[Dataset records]
========
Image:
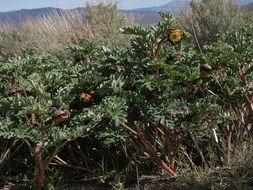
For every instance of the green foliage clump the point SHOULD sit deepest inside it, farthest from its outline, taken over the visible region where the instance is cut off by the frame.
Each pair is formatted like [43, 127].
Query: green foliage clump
[144, 105]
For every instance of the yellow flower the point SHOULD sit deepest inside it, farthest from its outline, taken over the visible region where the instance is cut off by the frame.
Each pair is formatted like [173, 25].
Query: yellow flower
[205, 70]
[175, 36]
[86, 97]
[60, 115]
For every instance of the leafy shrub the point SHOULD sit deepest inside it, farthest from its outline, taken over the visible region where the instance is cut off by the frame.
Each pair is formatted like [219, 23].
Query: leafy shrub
[145, 102]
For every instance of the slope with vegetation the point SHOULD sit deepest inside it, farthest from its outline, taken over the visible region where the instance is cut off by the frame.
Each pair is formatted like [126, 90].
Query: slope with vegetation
[109, 114]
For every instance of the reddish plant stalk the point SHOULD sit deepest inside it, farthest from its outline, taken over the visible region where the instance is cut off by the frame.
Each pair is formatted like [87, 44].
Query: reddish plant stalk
[155, 155]
[32, 119]
[228, 141]
[170, 150]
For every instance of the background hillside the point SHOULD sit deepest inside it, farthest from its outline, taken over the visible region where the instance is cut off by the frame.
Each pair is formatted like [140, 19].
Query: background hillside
[142, 16]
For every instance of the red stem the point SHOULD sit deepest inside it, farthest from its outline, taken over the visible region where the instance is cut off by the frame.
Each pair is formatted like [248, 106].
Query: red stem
[229, 138]
[157, 159]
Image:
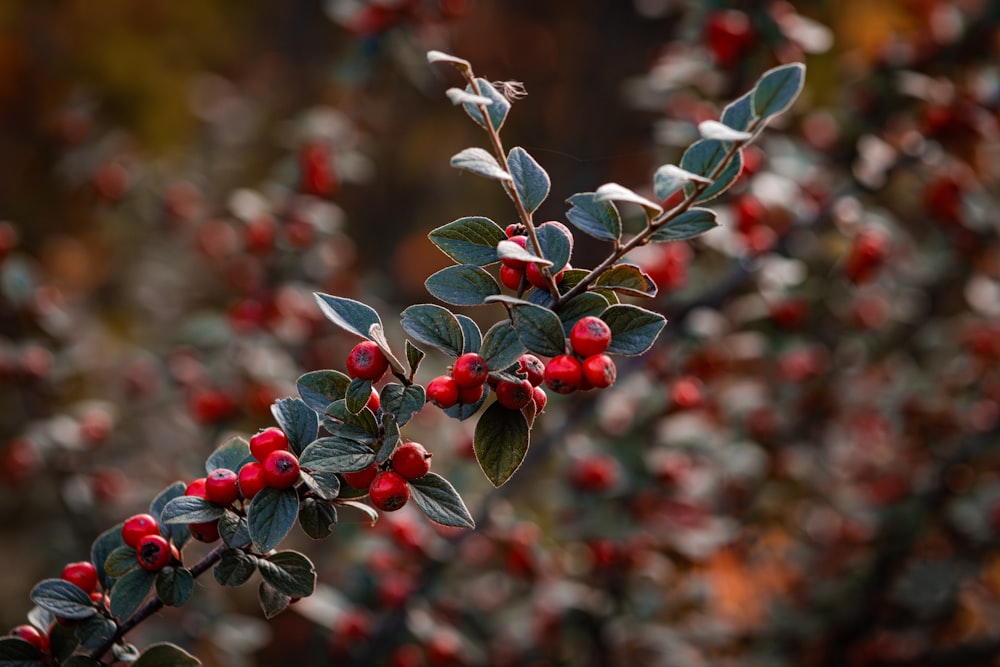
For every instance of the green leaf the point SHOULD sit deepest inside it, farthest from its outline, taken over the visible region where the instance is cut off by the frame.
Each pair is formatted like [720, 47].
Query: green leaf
[633, 329]
[500, 442]
[479, 162]
[582, 305]
[595, 217]
[628, 279]
[434, 325]
[321, 388]
[62, 599]
[501, 346]
[473, 337]
[469, 240]
[350, 315]
[703, 157]
[738, 114]
[234, 530]
[359, 392]
[324, 484]
[130, 591]
[414, 355]
[317, 518]
[361, 427]
[235, 567]
[462, 285]
[496, 112]
[289, 572]
[297, 420]
[336, 455]
[557, 244]
[120, 562]
[166, 655]
[438, 499]
[271, 515]
[689, 224]
[272, 601]
[15, 652]
[231, 456]
[777, 89]
[530, 180]
[670, 178]
[190, 509]
[539, 329]
[94, 631]
[174, 585]
[102, 547]
[615, 192]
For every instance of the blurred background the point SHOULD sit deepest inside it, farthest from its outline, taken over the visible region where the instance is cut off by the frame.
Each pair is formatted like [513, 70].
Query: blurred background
[803, 471]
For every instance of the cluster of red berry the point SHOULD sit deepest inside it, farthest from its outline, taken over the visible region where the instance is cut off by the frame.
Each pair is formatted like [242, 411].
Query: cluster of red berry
[83, 575]
[386, 484]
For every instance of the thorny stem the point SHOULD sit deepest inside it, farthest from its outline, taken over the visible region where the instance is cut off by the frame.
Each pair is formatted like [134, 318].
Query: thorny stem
[501, 155]
[653, 224]
[155, 603]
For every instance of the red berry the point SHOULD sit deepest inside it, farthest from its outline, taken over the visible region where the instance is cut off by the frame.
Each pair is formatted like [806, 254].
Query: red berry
[222, 487]
[269, 440]
[563, 374]
[281, 469]
[251, 479]
[139, 526]
[411, 460]
[374, 401]
[589, 336]
[362, 479]
[470, 370]
[540, 398]
[471, 395]
[533, 366]
[83, 574]
[442, 391]
[599, 371]
[366, 361]
[389, 491]
[514, 395]
[32, 635]
[512, 263]
[511, 277]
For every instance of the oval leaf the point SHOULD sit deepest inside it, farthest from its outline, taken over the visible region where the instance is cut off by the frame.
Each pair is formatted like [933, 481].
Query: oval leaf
========
Swap "formatted" for "written" throughout the records and give them again with nothing else altered. Leave the pictures out of your answer.

Response:
Image:
For every instance of the green foliage clump the point SHOULD sit deepest inside it, farthest from its outline, taken over the visible region where the instance is cut off by the frame.
Each pair is written like [43, 127].
Query: green foliage clump
[144, 105]
For every instance of the yellow flower the point SHOULD sit deepest inside it, farthest from its outline, taken over the visible region where the instance is cut off by the frame.
Each pair is written like [173, 25].
Query: yellow flower
[205, 70]
[175, 36]
[86, 97]
[60, 115]
For every instance of the leafy shrub the point SHOULD sit deepest inside it, farthest from its outline, taken over the visible region where the instance is cut off by the frame.
Each pair is written like [219, 23].
Query: leafy shrub
[145, 102]
For every instance of the slope with vegetation the point SHOULD sit deepest inside it, farthest from its outline, taken over the visible region where the instance is cut off by the frame.
Each pair is written like [126, 90].
Query: slope with vegetation
[109, 114]
For every instance of the reddish plant stalk the point SHOULD sit deepest inside it, farthest from its outline, taken over the visible region where the instance is cut off by the frame.
Each pair is written like [87, 44].
Query: reddish plant stalk
[155, 155]
[32, 119]
[228, 141]
[170, 150]
For every instance of the background hillside the point SHOULD sit deepest inside it, farthest from its outline, taken over the visible region where the instance is cut off by the frame.
Each pair is written like [140, 19].
Query: background hillside
[142, 16]
For every instance of the red stem the point SHOULD sit deepest inside it, farthest from its outline, taken over the visible region where the instance is cut off by the frame.
Each pair is written like [248, 106].
Query: red stem
[229, 138]
[157, 159]
Image:
For every instance of the green leaf the point SHOULD sit deepest inside it, farthest from its outline, taken over the visible region where the instance is cut off by the frame.
Each pair is written like [720, 47].
Query: green leaf
[633, 329]
[500, 442]
[479, 162]
[582, 305]
[595, 217]
[628, 279]
[434, 325]
[321, 388]
[62, 599]
[501, 346]
[473, 337]
[469, 240]
[350, 315]
[703, 157]
[738, 114]
[234, 530]
[359, 392]
[324, 484]
[130, 591]
[414, 355]
[317, 518]
[361, 427]
[235, 567]
[462, 285]
[496, 112]
[289, 572]
[297, 420]
[336, 455]
[557, 244]
[120, 562]
[166, 655]
[438, 499]
[271, 515]
[689, 224]
[272, 601]
[15, 652]
[231, 456]
[777, 89]
[530, 180]
[670, 178]
[190, 509]
[539, 329]
[94, 631]
[174, 585]
[102, 547]
[615, 192]
For every instance of the blurred background the point SHOULD sit deepest inside it, farthest from its outline, taken over the visible region where the instance is cut off by the frame.
Each pair is written like [513, 70].
Query: blurred background
[803, 471]
For every instance of the cluster of red berry the point SHOULD sit deepest inside it, farthest from its outline, taken over the visible region where the instance is cut off by the frame.
Each pair is written like [242, 411].
Query: cluster of red berry
[83, 575]
[386, 484]
For every instance of the thorny stem the point SHOULD sit deepest inside it, farthest from its outline, taken over the visible region where the instance is cut off by the frame.
Each pair is written like [134, 318].
Query: thorny stem
[501, 155]
[653, 224]
[155, 603]
For every instance of the red berry the point SHOULD sit deepest inside it, farthest from its outline, taken over the visible region where the instance is cut off by the frame.
Each pair is written like [806, 254].
Query: red berry
[222, 487]
[269, 440]
[563, 374]
[281, 469]
[251, 479]
[139, 526]
[411, 460]
[374, 401]
[589, 336]
[362, 479]
[470, 370]
[540, 398]
[471, 395]
[533, 366]
[83, 574]
[442, 391]
[599, 371]
[366, 361]
[389, 491]
[514, 395]
[32, 635]
[512, 263]
[511, 277]
For every instance of the oval leaf the point SHOULD sit deepest inside it, farthest from its outline, taken over the visible region where the instance is cut off by the frame.
Each pair is written like [933, 481].
Query: oval leaf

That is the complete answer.